[Named object pointing entries]
+ + + + +
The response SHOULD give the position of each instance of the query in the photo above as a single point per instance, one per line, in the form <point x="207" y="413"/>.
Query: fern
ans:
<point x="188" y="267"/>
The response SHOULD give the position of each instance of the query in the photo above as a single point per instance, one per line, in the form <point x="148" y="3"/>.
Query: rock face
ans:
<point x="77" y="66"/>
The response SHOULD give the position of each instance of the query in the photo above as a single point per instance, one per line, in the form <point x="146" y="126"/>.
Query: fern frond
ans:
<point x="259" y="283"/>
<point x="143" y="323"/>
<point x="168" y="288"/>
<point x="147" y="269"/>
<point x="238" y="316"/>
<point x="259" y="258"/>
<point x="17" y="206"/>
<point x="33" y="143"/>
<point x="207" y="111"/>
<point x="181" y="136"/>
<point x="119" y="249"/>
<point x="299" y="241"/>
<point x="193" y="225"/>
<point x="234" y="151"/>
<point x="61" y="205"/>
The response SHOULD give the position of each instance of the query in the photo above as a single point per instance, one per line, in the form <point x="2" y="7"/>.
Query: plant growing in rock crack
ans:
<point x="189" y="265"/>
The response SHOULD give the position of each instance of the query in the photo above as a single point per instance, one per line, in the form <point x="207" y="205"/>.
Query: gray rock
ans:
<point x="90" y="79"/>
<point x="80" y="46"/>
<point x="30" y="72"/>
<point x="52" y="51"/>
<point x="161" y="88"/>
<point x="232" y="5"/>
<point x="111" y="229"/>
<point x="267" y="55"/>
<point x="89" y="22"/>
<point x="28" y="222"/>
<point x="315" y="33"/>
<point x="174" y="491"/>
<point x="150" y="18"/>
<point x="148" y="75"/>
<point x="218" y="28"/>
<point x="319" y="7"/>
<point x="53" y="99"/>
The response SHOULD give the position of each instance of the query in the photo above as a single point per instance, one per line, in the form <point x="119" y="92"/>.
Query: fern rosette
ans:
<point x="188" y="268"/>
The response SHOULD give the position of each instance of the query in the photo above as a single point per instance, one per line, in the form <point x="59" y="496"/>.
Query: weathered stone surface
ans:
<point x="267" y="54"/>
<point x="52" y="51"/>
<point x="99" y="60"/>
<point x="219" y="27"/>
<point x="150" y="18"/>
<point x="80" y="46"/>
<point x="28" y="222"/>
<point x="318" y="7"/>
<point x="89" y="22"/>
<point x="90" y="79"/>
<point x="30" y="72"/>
+ + + + +
WRITTEN INSTRUCTION
Every line of the data above should be copied exactly.

SOLUTION FOR THIS TASK
The response SHOULD give the position of each instance of the query in the photo above as a single point per instance, one per line, in the form <point x="207" y="413"/>.
Query: fern
ans:
<point x="188" y="267"/>
The response SHOULD give the position of each instance of the query in the photo above as a single point per instance, one per line, in the form <point x="148" y="3"/>.
Query: rock face
ans:
<point x="77" y="66"/>
The response SHOULD give the position of each instance of the query in the photo above as a single point per instance, one per line, in the form <point x="146" y="126"/>.
Query: fern frond
ans:
<point x="259" y="283"/>
<point x="143" y="323"/>
<point x="168" y="288"/>
<point x="147" y="269"/>
<point x="238" y="316"/>
<point x="259" y="258"/>
<point x="17" y="206"/>
<point x="33" y="143"/>
<point x="207" y="111"/>
<point x="181" y="136"/>
<point x="119" y="249"/>
<point x="299" y="241"/>
<point x="193" y="225"/>
<point x="234" y="151"/>
<point x="61" y="205"/>
The response SHOULD give the position of each instance of the query in the photo above as a single point per instance, one per line, in the form <point x="2" y="7"/>.
Query: plant growing in rock crack
ans:
<point x="189" y="265"/>
The response SHOULD give the position of each instance of the query in the photo above as a single point per instance, one per line, in the form <point x="207" y="205"/>.
Query: gray rock
ans:
<point x="90" y="79"/>
<point x="80" y="46"/>
<point x="30" y="72"/>
<point x="52" y="51"/>
<point x="161" y="88"/>
<point x="232" y="5"/>
<point x="111" y="229"/>
<point x="267" y="55"/>
<point x="89" y="22"/>
<point x="28" y="222"/>
<point x="315" y="33"/>
<point x="174" y="491"/>
<point x="150" y="18"/>
<point x="148" y="75"/>
<point x="218" y="28"/>
<point x="319" y="7"/>
<point x="53" y="99"/>
The response SHOULD give the position of each instance of the query in the photo above as a single point per instance, one per line, in the form <point x="119" y="92"/>.
Query: fern rosette
ans:
<point x="188" y="268"/>
The response SHOULD give the position of each instance of the query in the photo above as a single point per instance, one per line, in the form <point x="59" y="496"/>.
Query: weathered stone surface
ans:
<point x="267" y="54"/>
<point x="52" y="51"/>
<point x="99" y="60"/>
<point x="219" y="27"/>
<point x="150" y="18"/>
<point x="80" y="46"/>
<point x="28" y="222"/>
<point x="318" y="7"/>
<point x="89" y="22"/>
<point x="90" y="79"/>
<point x="30" y="72"/>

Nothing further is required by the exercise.